** Provided information **
______________________________
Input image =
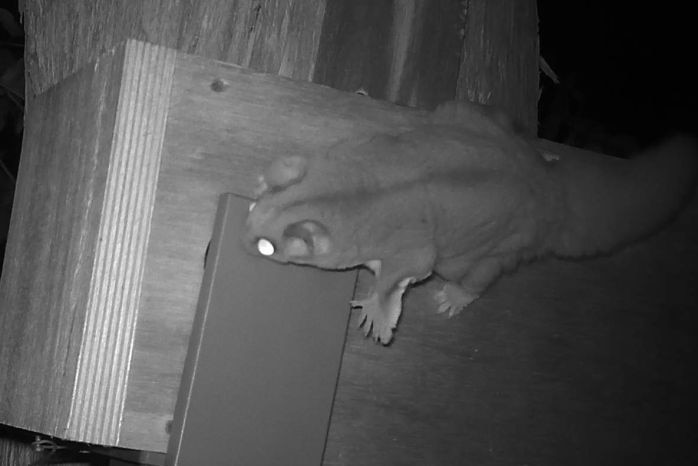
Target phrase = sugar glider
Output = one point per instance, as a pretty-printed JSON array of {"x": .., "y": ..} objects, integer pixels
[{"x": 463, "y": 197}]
______________________________
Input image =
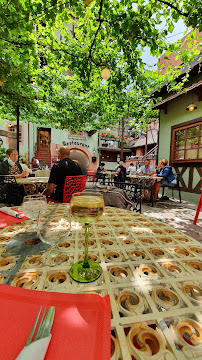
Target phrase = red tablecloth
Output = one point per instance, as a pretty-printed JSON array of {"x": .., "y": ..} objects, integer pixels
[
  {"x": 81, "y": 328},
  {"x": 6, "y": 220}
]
______________________________
** Exercise requirements **
Report, for the data above, every line in which the string "Target" appears.

** Written response **
Target phrase = sugar glider
Target phrase = red tablecloth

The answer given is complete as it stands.